* [Document text]:
Brute Forcing FLAC Apodization Chains

In Optimizing FLAC Audio Files for Production Hosting, we covered the things that can be practically1 done to maximize FLAC compression.

That isn't the end of the story, but it is the end of what a modern PC can hope to achieve within its owner's lifetime.

To push things any further, one would need access to Big Tech levels of computing power.

Or, as it happens, some really, really, really small audio files to work with…

Baa.

The three FLAC-encoded sound effects embedded within JS Mate Poe2 are extremely tiny.

As you can see from the above, subjecting them to all the rigmarole from the previous article isn't for nothing, but they aren't — and probably never will be — living their smallest possible lives.

The trouble is that FLAC's final advanced tunable — apodization function(s) — isn't just a list of choices, but a list of choices with parameters that can also be arbitrarily chained together up to thirty-two links deep!

And each one takes time to test.

Even for a less-than-a-second clip like Poe's baaaaa, the sun would burn out long before the near-infinite number of possible configurations could be exhausted.

But what the hell. It's cold outside. Let's try to make a dent!

Reconnoitering the Rim.

* [Material provided]:
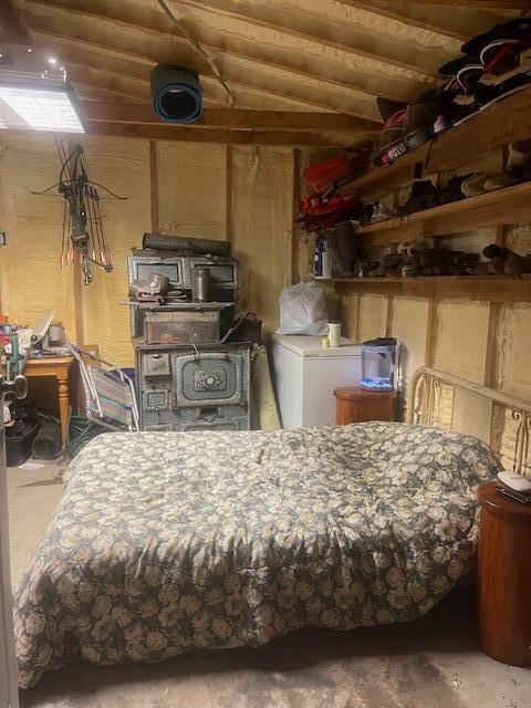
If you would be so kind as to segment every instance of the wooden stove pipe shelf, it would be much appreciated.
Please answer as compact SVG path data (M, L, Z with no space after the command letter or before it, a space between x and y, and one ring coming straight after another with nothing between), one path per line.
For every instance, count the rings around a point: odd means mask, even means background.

* [Required work]:
**a.** Rewrite the FLAC apodization article from "The trouble is" up to and including "thirty-two links deep!", switching "thirty-two" to "sixty-four".
**b.** Pick up the FLAC apodization article after its final sentence and carry it forward.
The lines after the FLAC apodization article are separate material.

* [Response list]:
**a.**
The trouble is that FLAC's final advanced tunable — apodization function(s) — isn't just a list of choices, but a list of choices with parameters that can also be arbitrarily chained together up to sixty-four links deep!

**b.**
The reference encoder supports eighteen different apodization functions, but three of them are obsoleted and needn't be mentioned again:

  • bartlett
  • bartlett_hann
  • blackman
  • blackman_harris_4term_92db
  • connes
  • flattop
  • gauss(STDDEV)3
  • hamming
  • hann
  • kaiser_bessel
  • nuttall
  • rectangle
  • partial_tukey(N/OV/P) [obsolete]
  • punchout_tukey(N/OV/P) [obsolete]
  • subdivide_tukey(N/P)4
  • triangle
  • tukey(P) [obsolete]
  • welch

Apodization(s) affect compression in extremely complex and source-specific ways, but before we can marvel at the seeming randomness of it all, we need to come up with some reasonable constraints for the STDDEV, N, and P parameters in the list.

The number of tukey subdivisions (N) directly — and expontentially — impact encoding times, but any given frame can only be cut up so many times before the chunks become too small to work with. For these files, a range of 2..=64 includes almost every possibility,5 so let's make it so!

Tukey's P values don't have any direct impact on encoding time, so those are more a more straightforward question of scale. As much as I'd love to test every possible value of N a thousand times, my computer simply isn't fast enough. Hundredths it is!

For these particular files, gauss isn't all that useful. I kept it in the mix for the sake of completion, but capped its STDDEV precision to tenths.

And just like that, with a few minor concessions, we've cut a virtual-infinity down to a vaguely digestible list of 6,255 possibilities!

Let's get to work!

Ranking the Single Apodizations.

With 6,255 single apodizations to test — and more to do later — we'll need a bit more structure than the simple BASH loop used for Find the Block Size from the previous article.

Important

The ideal block size discovered by Find the Block Size should be incorporated into the apodization encoding commands.

We'll need to keep track of the output sizes, obviously, but as a favor to our future selves, we should also generate and track checksums for each file, because some apodizations will wind up making identical decisions as others.

(When multiple apodizations produce identical output — not just identical savings — we can exclude all but one of them from any further encoding efforts.)

It probably goes without saying that encoding any file more than six thousand times, even in parallel, will take a very long time.

Speaking from experience, you'll definitely want to make the process resumable! Haha.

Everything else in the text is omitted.